DATA SUPPLIED ▸
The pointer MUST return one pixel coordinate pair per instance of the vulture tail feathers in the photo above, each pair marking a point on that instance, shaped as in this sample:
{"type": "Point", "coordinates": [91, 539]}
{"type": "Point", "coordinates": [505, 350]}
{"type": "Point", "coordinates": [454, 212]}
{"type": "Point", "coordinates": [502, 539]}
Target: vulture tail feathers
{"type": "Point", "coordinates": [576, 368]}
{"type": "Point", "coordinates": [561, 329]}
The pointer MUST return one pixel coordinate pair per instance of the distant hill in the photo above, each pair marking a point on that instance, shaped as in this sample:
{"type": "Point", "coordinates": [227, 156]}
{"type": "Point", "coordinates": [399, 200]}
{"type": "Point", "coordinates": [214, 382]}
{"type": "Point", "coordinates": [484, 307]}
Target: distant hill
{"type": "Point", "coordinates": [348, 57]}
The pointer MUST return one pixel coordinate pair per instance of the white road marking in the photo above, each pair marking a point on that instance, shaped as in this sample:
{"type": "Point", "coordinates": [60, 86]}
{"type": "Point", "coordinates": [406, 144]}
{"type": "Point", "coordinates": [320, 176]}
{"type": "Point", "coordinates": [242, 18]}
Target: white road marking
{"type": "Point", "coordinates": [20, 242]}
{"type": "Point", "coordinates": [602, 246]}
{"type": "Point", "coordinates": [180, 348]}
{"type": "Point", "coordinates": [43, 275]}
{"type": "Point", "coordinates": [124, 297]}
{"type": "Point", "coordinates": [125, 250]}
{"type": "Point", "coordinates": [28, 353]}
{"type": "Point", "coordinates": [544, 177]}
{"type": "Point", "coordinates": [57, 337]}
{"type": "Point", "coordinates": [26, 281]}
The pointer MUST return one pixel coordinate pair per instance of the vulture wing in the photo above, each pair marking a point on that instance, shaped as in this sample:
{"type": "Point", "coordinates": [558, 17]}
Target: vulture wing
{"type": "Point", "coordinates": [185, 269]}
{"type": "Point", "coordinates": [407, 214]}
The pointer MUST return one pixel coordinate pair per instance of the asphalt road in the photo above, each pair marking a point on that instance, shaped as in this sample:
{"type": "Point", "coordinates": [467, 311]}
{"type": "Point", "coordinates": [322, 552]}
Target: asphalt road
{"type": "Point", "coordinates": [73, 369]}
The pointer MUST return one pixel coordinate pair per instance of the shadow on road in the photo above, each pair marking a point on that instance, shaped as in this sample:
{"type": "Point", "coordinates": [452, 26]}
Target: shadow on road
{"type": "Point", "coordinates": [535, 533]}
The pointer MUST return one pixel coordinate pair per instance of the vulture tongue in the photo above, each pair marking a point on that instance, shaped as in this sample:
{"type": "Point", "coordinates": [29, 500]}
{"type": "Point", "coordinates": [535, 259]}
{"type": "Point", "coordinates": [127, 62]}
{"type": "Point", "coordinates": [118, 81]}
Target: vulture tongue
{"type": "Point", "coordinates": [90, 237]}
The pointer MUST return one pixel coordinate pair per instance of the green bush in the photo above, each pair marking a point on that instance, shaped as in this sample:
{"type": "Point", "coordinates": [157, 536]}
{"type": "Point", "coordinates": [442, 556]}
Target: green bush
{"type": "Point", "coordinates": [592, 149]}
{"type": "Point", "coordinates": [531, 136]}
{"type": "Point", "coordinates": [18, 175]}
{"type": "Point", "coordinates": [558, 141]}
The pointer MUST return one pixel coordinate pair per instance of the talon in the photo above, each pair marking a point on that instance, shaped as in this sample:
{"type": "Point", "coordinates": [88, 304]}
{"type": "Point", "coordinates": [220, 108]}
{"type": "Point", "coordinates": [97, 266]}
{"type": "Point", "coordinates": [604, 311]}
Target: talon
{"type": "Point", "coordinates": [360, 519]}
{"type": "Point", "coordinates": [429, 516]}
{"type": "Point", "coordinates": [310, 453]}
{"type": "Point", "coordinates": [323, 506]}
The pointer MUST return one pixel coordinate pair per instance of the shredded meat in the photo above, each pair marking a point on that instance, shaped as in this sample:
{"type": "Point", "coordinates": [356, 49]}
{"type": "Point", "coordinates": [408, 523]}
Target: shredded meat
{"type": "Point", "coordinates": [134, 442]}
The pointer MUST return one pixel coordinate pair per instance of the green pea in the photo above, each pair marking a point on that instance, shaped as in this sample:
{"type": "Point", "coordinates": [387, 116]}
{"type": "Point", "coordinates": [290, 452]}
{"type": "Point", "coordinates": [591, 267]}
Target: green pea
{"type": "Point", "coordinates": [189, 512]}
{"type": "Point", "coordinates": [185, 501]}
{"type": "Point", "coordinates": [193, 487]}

WORK TO COMPLETE ▸ Return all of the data above, keeping every line exactly as it appears.

EXERCISE SOLUTION ▸
The pointer MUST return one pixel coordinate pair per instance of the vulture tail feathers in the photo above, each pair marking a point on that instance, shaped as in this sample:
{"type": "Point", "coordinates": [91, 539]}
{"type": "Point", "coordinates": [505, 350]}
{"type": "Point", "coordinates": [454, 212]}
{"type": "Point", "coordinates": [502, 539]}
Target: vulture tail feathers
{"type": "Point", "coordinates": [576, 368]}
{"type": "Point", "coordinates": [561, 329]}
The pointer MUST return one pixel coordinate pair per instance of the distant hill in the photo above, each pair marking a point on that instance, shaped as in this sample:
{"type": "Point", "coordinates": [227, 156]}
{"type": "Point", "coordinates": [399, 200]}
{"type": "Point", "coordinates": [214, 382]}
{"type": "Point", "coordinates": [484, 307]}
Target: distant hill
{"type": "Point", "coordinates": [348, 57]}
The pointer MUST return one pixel coordinate pair per instance of the white road marking in the photo above, each pair marking a point on that instance, shaped as in this sample:
{"type": "Point", "coordinates": [60, 86]}
{"type": "Point", "coordinates": [406, 144]}
{"type": "Point", "coordinates": [320, 176]}
{"type": "Point", "coordinates": [242, 18]}
Target: white road marking
{"type": "Point", "coordinates": [20, 242]}
{"type": "Point", "coordinates": [602, 246]}
{"type": "Point", "coordinates": [180, 348]}
{"type": "Point", "coordinates": [43, 275]}
{"type": "Point", "coordinates": [124, 297]}
{"type": "Point", "coordinates": [125, 250]}
{"type": "Point", "coordinates": [28, 353]}
{"type": "Point", "coordinates": [544, 177]}
{"type": "Point", "coordinates": [57, 337]}
{"type": "Point", "coordinates": [26, 281]}
The pointer MUST return one pixel coordinate pair per instance of the vulture wing in the photo above, each pair marking a point on that instance, shaped as in this sample:
{"type": "Point", "coordinates": [558, 17]}
Target: vulture wing
{"type": "Point", "coordinates": [185, 269]}
{"type": "Point", "coordinates": [407, 214]}
The pointer MUST return one pixel coordinate pair per instance of the asphalt road in the photo above, each pair marking a point on that instance, shaped as in this sample:
{"type": "Point", "coordinates": [467, 311]}
{"type": "Point", "coordinates": [322, 552]}
Target: asphalt road
{"type": "Point", "coordinates": [73, 369]}
The pointer MUST return one pixel coordinate pair per instance of the shadow on road in the photo above, each pair marking a point on that instance, shaped as in this sample:
{"type": "Point", "coordinates": [452, 26]}
Target: shadow on road
{"type": "Point", "coordinates": [535, 533]}
The pointer MUST return one pixel coordinate pair per instance of the vulture tongue in the photo above, each pair marking a point on that instance, shaped as in this sample:
{"type": "Point", "coordinates": [29, 500]}
{"type": "Point", "coordinates": [535, 259]}
{"type": "Point", "coordinates": [127, 62]}
{"type": "Point", "coordinates": [118, 81]}
Target: vulture tongue
{"type": "Point", "coordinates": [90, 237]}
The pointer MUST return one pixel coordinate pair per instance of the green bush in the photo above, each pair marking a point on that instance, shaped as in this sample:
{"type": "Point", "coordinates": [157, 536]}
{"type": "Point", "coordinates": [442, 556]}
Target: green bush
{"type": "Point", "coordinates": [592, 149]}
{"type": "Point", "coordinates": [531, 136]}
{"type": "Point", "coordinates": [18, 175]}
{"type": "Point", "coordinates": [558, 141]}
The pointer MUST return one pixel coordinate pair per instance of the talon in the photo above, each pair marking a point on that instance, shaped as in this sample:
{"type": "Point", "coordinates": [88, 304]}
{"type": "Point", "coordinates": [220, 108]}
{"type": "Point", "coordinates": [97, 266]}
{"type": "Point", "coordinates": [604, 311]}
Target: talon
{"type": "Point", "coordinates": [360, 519]}
{"type": "Point", "coordinates": [429, 516]}
{"type": "Point", "coordinates": [310, 453]}
{"type": "Point", "coordinates": [323, 506]}
The pointer MUST return one pixel coordinate pair per instance of the shredded meat in the photo above, each pair marking a point on that instance, shaped as in this sample:
{"type": "Point", "coordinates": [356, 49]}
{"type": "Point", "coordinates": [408, 523]}
Target: shredded meat
{"type": "Point", "coordinates": [134, 442]}
The pointer MUST return one pixel coordinate pair per instance of the green pea in the photo above, each pair marking a point on that instance, shaped as in this sample:
{"type": "Point", "coordinates": [387, 116]}
{"type": "Point", "coordinates": [290, 452]}
{"type": "Point", "coordinates": [591, 267]}
Target: green pea
{"type": "Point", "coordinates": [189, 512]}
{"type": "Point", "coordinates": [185, 501]}
{"type": "Point", "coordinates": [193, 487]}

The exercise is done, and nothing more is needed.